Text block
····················

The US is making threatening noises towards Iran, but, says Ian Black, any military action would have dire consequences

The Guardian - 16 Feb 2005 - No one knows whether the US is serious about attacking Iran to destroy its alleged nuclear weapons programmes, and today's assertion from Tehran that US spy planes have been overflying the country will have done nothing to calm the jitters.
But everyone is perfectly clear that if that should happen, it will be a very big deal indeed - and one which might make the invasion of Iraq look like quite a minor incident.

It takes two to create a sense of crisis, and George Bush deliberately used his state of the union address on February 2 to depict Iran as "the world's primary state sponsor of terror", as well as accusing it of secretly developing an atomic arsenal.

In Washington's eyes, one of the central members of the "axis of evil" of 2002 has now graduated to become an "outpost of tyranny".

····················

Excerpted data

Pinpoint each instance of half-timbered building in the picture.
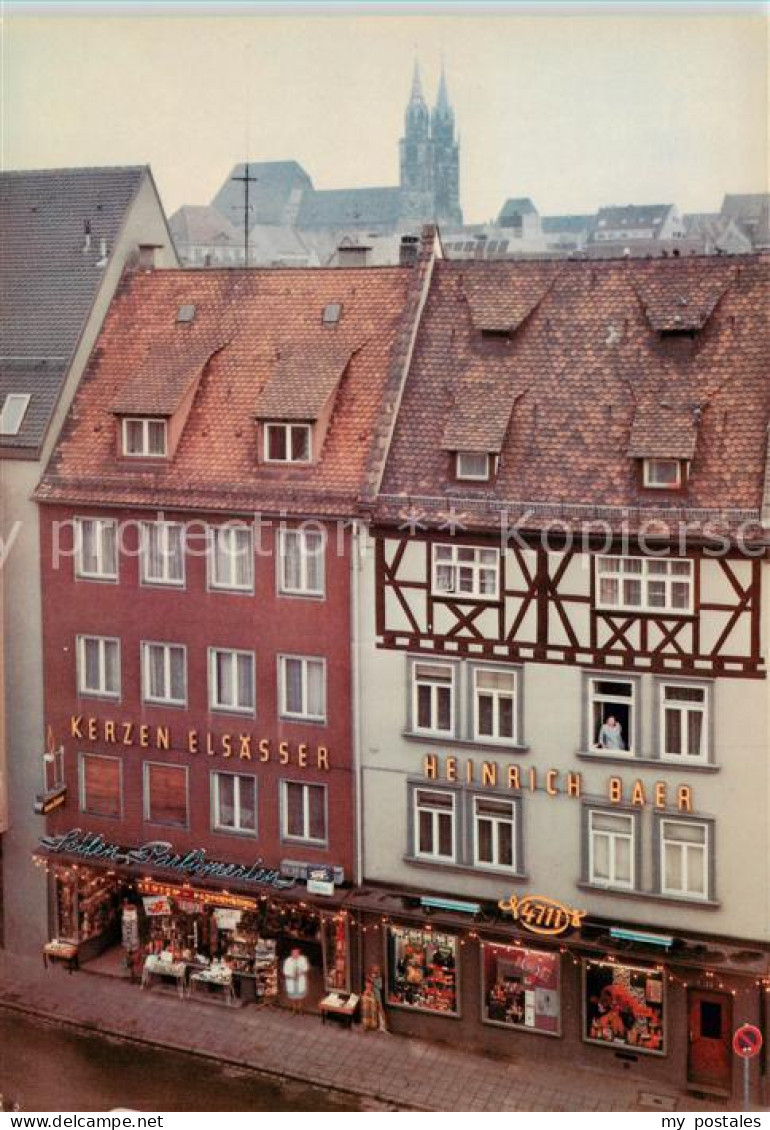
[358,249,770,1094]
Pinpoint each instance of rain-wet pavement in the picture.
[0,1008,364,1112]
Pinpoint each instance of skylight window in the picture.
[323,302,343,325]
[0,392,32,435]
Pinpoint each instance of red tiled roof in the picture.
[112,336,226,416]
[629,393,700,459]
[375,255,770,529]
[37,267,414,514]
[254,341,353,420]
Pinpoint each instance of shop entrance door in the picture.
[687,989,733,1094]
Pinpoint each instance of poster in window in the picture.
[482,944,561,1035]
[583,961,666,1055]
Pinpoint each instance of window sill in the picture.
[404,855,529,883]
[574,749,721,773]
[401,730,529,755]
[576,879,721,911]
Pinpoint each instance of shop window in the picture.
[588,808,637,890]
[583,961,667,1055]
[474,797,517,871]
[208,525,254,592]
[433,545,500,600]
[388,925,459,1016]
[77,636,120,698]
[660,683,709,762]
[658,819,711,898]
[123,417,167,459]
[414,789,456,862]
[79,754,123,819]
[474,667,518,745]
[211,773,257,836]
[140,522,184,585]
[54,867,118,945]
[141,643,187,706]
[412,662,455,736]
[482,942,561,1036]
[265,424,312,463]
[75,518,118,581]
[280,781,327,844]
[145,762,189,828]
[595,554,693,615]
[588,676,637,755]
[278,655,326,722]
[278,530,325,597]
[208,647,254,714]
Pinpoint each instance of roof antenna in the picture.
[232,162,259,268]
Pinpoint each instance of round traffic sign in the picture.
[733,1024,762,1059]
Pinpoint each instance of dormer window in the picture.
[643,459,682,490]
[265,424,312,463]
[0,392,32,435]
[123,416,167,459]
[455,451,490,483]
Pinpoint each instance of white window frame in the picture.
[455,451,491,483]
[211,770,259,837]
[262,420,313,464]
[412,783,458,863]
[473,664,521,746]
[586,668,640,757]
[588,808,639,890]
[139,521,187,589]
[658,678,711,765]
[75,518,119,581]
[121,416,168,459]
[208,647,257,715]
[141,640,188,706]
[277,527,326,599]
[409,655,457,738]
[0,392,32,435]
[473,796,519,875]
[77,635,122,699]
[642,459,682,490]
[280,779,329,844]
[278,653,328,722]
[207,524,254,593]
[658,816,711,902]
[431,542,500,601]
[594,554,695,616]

····················

Goal
In the article on US threats toward Iran, revise the stretch from "But everyone is" through "an atomic arsenal.", putting "emergency" in place of "crisis".

Result below
But everyone is perfectly clear that if that should happen, it will be a very big deal indeed - and one which might make the invasion of Iraq look like quite a minor incident.

It takes two to create a sense of emergency, and George Bush deliberately used his state of the union address on February 2 to depict Iran as "the world's primary state sponsor of terror", as well as accusing it of secretly developing an atomic arsenal.